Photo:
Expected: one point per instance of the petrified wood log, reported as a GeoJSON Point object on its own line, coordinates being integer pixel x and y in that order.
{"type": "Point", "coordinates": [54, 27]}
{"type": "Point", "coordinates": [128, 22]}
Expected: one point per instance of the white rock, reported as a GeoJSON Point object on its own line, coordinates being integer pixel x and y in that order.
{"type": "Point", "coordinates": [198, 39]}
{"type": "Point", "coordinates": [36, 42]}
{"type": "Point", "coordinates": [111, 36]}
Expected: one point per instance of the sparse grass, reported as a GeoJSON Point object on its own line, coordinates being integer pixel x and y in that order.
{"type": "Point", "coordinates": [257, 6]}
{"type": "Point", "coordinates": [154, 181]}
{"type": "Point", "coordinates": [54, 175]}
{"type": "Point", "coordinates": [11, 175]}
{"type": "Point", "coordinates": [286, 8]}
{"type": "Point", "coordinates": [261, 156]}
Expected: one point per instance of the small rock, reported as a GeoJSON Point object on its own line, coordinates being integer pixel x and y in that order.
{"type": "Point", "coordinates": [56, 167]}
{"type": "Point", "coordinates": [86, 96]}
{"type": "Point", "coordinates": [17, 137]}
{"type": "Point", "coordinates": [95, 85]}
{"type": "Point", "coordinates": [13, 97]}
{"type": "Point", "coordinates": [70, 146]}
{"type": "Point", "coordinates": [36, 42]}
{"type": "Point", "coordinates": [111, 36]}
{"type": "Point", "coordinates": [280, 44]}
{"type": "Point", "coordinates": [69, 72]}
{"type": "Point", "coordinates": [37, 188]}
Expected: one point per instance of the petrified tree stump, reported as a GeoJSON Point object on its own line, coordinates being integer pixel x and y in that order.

==============================

Aim of the task:
Put every line of the records above into a numbered list, leaving out any blank lines.

Output of the task:
1. Photo:
2. Expected: one point per instance of the petrified wood log, reported as a GeoJSON Point object on its own line, coordinates being integer pixel x and y in that order.
3. {"type": "Point", "coordinates": [54, 27]}
4. {"type": "Point", "coordinates": [128, 22]}
5. Expected: one point per instance of the white rock, reported as a GeoJSON Point object on its own line, coordinates being integer pixel x and y in that order.
6. {"type": "Point", "coordinates": [198, 39]}
7. {"type": "Point", "coordinates": [36, 42]}
8. {"type": "Point", "coordinates": [111, 36]}
9. Expected: one point per instance of the sparse grass, reported as a GeoJSON Point object on its own line, coordinates being integer pixel x and y in that order.
10. {"type": "Point", "coordinates": [257, 6]}
11. {"type": "Point", "coordinates": [154, 181]}
12. {"type": "Point", "coordinates": [54, 175]}
13. {"type": "Point", "coordinates": [11, 175]}
14. {"type": "Point", "coordinates": [286, 8]}
15. {"type": "Point", "coordinates": [261, 156]}
16. Expected: one point per instance of the small rock, reported as a GeoJSON Point object on its own line, coordinates being integer pixel x and y in that order.
17. {"type": "Point", "coordinates": [56, 167]}
18. {"type": "Point", "coordinates": [86, 96]}
19. {"type": "Point", "coordinates": [17, 137]}
20. {"type": "Point", "coordinates": [95, 85]}
21. {"type": "Point", "coordinates": [13, 97]}
22. {"type": "Point", "coordinates": [70, 146]}
23. {"type": "Point", "coordinates": [36, 42]}
24. {"type": "Point", "coordinates": [111, 36]}
25. {"type": "Point", "coordinates": [280, 44]}
26. {"type": "Point", "coordinates": [69, 72]}
27. {"type": "Point", "coordinates": [37, 188]}
28. Expected: one point per instance of the petrified tree stump, reported as a GeoJSON Point object on its own line, coordinates being integer pixel x and y in that order.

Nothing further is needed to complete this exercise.